**TEXT:**
Start

Today the leading credit rating agency Standard & Poor's (S&P) announced that they have given a "negative outlook" to US government debt. This is not a downgrade in itself, but does provide a more specific qualitative assessment when combined with the rating itself.
What does it mean, and what have the reactions been to the announcement? In one sense, it means nothing new at all: the rating remains AAA, and S&P had already provided warnings that it would consider downgrading US debt if we did not get our house in order. S&P indicated that its negative outlook suggested there was a 1-in-3 chance that the rating could actually be downgraded within the next two years.
I am guessing, and I hope that it's true, that this means that about 1/3 of the times that they have provided a negative outlook on AAA debt in the past (over some reasonable amount of time observed), they have ended up downgrading the debt in the following two years. I hope that it does not mean their assessment of "probability" in the specific case of the US government's debt, because that would be completely bogus. The actual event depends on a whole lot of possible contingencies, some political, some economic; it would be ludicrous to estimate a "probability" on the outcome, and anyway I can tell you my strongly felt opinion--the chances that they would downgrade US debt, short of some sort of default, is zero. To do otherwise would be to invite a political cataclysm which would lead inevitably to S&P losing its duopoly status at the top of the credit rating game with Moody's. They aren't that dumb.

End

**LIST OF TASKS:**
1/ Reproduce the text on S&P's negative outlook for US government debt in full, word for word.
2/ Write out all of the records below again, requests included, increasing every coordinate in the answers by 90.

**SUPPLIED RECORDS:**
Start

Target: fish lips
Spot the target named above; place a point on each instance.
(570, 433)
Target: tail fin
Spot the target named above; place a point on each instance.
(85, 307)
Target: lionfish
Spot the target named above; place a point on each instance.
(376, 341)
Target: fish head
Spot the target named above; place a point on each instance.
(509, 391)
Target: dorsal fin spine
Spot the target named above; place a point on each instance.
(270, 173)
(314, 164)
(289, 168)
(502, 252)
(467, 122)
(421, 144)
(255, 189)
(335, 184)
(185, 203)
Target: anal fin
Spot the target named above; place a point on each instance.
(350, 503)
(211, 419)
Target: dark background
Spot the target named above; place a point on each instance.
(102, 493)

End

**EXERCISE SOLUTIONS:**
1/
Today the leading credit rating agency Standard & Poor's (S&P) announced that they have given a "negative outlook" to US government debt. This is not a downgrade in itself, but does provide a more specific qualitative assessment when combined with the rating itself.
What does it mean, and what have the reactions been to the announcement? In one sense, it means nothing new at all: the rating remains AAA, and S&P had already provided warnings that it would consider downgrading US debt if we did not get our house in order. S&P indicated that its negative outlook suggested there was a 1-in-3 chance that the rating could actually be downgraded within the next two years.
I am guessing, and I hope that it's true, that this means that about 1/3 of the times that they have provided a negative outlook on AAA debt in the past (over some reasonable amount of time observed), they have ended up downgrading the debt in the following two years. I hope that it does not mean their assessment of "probability" in the specific case of the US government's debt, because that would be completely bogus. The actual event depends on a whole lot of possible contingencies, some political, some economic; it would be ludicrous to estimate a "probability" on the outcome, and anyway I can tell you my strongly felt opinion--the chances that they would downgrade US debt, short of some sort of default, is zero. To do otherwise would be to invite a political cataclysm which would lead inevitably to S&P losing its duopoly status at the top of the credit rating game with Moody's. They aren't that dumb.

2/
Target: fish lips
Spot the target named above; place a point on each instance.
(660, 523)
Target: tail fin
Spot the target named above; place a point on each instance.
(175, 397)
Target: lionfish
Spot the target named above; place a point on each instance.
(466, 431)
Target: fish head
Spot the target named above; place a point on each instance.
(599, 481)
Target: dorsal fin spine
Spot the target named above; place a point on each instance.
(360, 263)
(404, 254)
(379, 258)
(592, 342)
(557, 212)
(511, 234)
(345, 279)
(425, 274)
(275, 293)
Target: anal fin
Spot the target named above; place a point on each instance.
(440, 593)
(301, 509)
Target: dark background
Spot the target named above; place a point on each instance.
(192, 583)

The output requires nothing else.